> Work order 1: In the farmworker overtime testimony, what data does the CDC provide about daily farmworker injuries?
> Work order 2: Reproduce the stretch of the farmworker overtime testimony from "My name is Ed" through "those two jobs.".
> Work order 3: Carry on the farmworker overtime testimony from its last sentence, in the same voice.

> Passage:
Ed Zuroweste testifies before the NY State Labor and wage board

[Editor’s note: Back in March, MCN’s Ed Zuroweste, Founding Medical Director, was slated to testify to the New York State Labor and Wage Board on a proposed 60-hours-per-week threshold over which time-and-a-half must be paid to farmworkers. The testimony was postponed because of the pandemic. Dr. Zuroweste was able to testify last week virtually, from his rural home in upstate New York, right before a storm took out his electricity. Below is the transcript of his testimony. Farmwork is one of the few professions that is excluded from overtime pay. Some states have implemented overtime for farmworkers. You can learn more about farmworker health on our Environmental and Occupational Health page. Read more about the impact of wage and hour laws in this article, cowritten by MCN’s Amy Liebman, Director of Environmental and Occupational Health.]

My name is Ed Zuroweste. I’m a Board-Certified Family Physician with over 40 years’ experience in providing primary care, and I’m also the Founding Medical Director of Migrant Clinicians Network, a nonprofit focused on migrant health and health equity.

I grew up on a farm in Ohio. My first paying job, when I was 14, was spent bending over 12 hours a day picking strawberries. Then, in college, I worked alongside migrant farmworkers for two summers, harvesting tobacco in Kentucky.  I remember how physically exhausted I was -- I never did any work as hard and dangerous as those two jobs.

And so, after I became a medical doctor and started taking care of farmworkers in 1980 in rural Pennsylvania, I could really relate to them because I had, if briefly, done some of their very hard work.

And, over these past 40 years, I’ve seen farmworkers again and again with debilitating musculoskeletal injuries and repetitive stress injuries from harvesting, trimming, and loading crops at high speeds for many hours at a time and many days in a row.

Unfortunately, the limited research on farmworkers has not focused on the effect of long working hours on a farmworker’s health, but we do know that farmwork has one of the highest mortality rates of any industry in America, and data from the CDC show that about 100 farmworkers suffer a lost-work-time injury every single day. Research shows that orchard fruit harvesters, like those across New York State, who work with raised arms, repetitively forceful lifting, and pressure on the shoulders from fruit bags have long lasting health effects (Fulmer, Punnett, Slingerland, & Earle-Richardson, 2000).

Pointing data for referring expressions:

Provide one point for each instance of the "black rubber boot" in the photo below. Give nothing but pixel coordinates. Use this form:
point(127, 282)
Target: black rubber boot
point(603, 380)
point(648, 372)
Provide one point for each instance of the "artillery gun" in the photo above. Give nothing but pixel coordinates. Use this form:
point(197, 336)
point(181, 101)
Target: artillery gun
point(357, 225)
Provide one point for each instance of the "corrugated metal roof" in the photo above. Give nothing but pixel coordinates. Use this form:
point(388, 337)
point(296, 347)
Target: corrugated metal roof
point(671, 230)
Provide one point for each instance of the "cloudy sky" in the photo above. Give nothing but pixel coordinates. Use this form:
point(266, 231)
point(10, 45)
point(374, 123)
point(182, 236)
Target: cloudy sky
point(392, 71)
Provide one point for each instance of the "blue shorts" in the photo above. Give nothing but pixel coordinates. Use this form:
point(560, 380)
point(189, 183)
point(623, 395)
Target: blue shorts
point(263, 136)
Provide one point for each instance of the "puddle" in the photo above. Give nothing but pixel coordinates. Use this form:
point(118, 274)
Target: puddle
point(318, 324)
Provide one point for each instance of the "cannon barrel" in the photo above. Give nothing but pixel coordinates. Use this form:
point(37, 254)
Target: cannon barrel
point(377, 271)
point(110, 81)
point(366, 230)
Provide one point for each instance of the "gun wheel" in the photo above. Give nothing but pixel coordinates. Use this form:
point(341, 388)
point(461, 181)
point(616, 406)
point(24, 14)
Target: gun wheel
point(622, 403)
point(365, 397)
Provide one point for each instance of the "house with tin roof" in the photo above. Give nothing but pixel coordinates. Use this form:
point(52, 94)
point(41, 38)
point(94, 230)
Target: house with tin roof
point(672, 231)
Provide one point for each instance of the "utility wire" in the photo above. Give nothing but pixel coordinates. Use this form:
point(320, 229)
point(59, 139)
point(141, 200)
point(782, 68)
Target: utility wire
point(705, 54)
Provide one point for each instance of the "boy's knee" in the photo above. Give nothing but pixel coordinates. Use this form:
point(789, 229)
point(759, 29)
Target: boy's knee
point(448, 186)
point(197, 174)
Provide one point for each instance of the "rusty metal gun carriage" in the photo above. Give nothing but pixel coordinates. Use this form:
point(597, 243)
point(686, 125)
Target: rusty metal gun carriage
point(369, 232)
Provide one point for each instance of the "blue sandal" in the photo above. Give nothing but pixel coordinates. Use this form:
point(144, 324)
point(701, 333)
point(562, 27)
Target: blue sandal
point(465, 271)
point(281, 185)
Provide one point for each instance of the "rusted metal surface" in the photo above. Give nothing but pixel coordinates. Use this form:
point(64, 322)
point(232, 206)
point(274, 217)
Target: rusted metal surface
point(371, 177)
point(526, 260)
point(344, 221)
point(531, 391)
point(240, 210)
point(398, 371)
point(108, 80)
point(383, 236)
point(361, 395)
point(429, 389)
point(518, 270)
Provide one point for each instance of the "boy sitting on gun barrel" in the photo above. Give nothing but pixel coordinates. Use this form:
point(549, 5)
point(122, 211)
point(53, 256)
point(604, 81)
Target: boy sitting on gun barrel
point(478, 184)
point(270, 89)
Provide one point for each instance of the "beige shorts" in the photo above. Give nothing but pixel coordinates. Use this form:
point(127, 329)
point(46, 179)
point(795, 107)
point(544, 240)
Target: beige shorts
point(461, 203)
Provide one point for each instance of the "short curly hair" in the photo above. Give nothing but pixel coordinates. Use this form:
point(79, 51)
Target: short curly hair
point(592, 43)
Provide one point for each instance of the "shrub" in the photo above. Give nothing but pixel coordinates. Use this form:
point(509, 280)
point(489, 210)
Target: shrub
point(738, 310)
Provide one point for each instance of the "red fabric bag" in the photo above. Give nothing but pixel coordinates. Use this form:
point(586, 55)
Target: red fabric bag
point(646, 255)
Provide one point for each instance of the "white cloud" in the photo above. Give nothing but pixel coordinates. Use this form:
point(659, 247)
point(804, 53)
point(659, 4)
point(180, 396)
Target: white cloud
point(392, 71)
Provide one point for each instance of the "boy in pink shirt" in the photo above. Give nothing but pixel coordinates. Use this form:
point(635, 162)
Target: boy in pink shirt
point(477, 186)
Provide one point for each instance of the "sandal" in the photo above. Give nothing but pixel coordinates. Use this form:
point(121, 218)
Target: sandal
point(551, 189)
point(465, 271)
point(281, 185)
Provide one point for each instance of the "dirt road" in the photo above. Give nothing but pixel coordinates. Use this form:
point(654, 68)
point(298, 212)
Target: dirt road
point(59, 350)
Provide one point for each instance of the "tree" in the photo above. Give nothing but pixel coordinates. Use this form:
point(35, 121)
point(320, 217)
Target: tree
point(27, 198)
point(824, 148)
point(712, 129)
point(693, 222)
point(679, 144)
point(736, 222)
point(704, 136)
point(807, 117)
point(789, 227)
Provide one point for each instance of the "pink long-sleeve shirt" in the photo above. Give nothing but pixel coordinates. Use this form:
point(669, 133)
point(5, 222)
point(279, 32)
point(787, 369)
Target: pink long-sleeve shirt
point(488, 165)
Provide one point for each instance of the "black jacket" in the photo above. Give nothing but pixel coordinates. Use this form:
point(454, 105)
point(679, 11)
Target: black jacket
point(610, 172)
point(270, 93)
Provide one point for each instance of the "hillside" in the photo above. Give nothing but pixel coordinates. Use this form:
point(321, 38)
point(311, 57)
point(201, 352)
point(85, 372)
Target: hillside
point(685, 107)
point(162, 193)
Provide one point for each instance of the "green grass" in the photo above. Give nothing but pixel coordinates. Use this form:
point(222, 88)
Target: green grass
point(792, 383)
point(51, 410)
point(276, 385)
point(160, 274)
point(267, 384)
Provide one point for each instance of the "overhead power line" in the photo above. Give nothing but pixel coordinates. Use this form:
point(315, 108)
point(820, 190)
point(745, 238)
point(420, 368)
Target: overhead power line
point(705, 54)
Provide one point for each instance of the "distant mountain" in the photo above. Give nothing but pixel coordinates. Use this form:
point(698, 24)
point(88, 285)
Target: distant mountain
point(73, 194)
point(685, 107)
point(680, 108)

> Exercise answer 1: About 100 farmworkers suffer a lost-work-time injury every single day.

> Exercise answer 2:
My name is Ed Zuroweste. I’m a Board-Certified Family Physician with over 40 years’ experience in providing primary care, and I’m also the Founding Medical Director of Migrant Clinicians Network, a nonprofit focused on migrant health and health equity.

I grew up on a farm in Ohio. My first paying job, when I was 14, was spent bending over 12 hours a day picking strawberries. Then, in college, I worked alongside migrant farmworkers for two summers, harvesting tobacco in Kentucky.  I remember how physically exhausted I was -- I never did any work as hard and dangerous as those two jobs.

> Exercise answer 3:
I can say from my years in clinical care, long hours can only make these very common and painful farmwork-related injuries worse.

Limiting the hours of workers has been a cornerstone of our labor law since the 1930s. And, given the dangers of farmwork, it’s concerning to me that we continue to make these work-related exceptions for agriculture.

Certainly, we do have the data on overtime from other industries. A meta-analysis found that most studies showed overtime was associated with “poorer perceived general health, increased injury rates, more illnesses, or increased mortality.”

We’ve taken these data, which demonstrate the risks of overtime, and we as a society have largely moved away from work weeks longer than 40 hours without overtime payments, because we know that it is dangerous for our health.

I come from a farming family. I really sympathize with the struggles that family farms in New York have in making farming work, and I understand that worker payments are a significant component of the business -- but we cannot continue to abuse farmworkers, putting their health at risk without giving them parity with other industries. We cannot single out one labor group, whose work is particularly strenuous on the body and for which overtime can mean compounding significant physical strain or injury, and say that overtime should not apply the same way.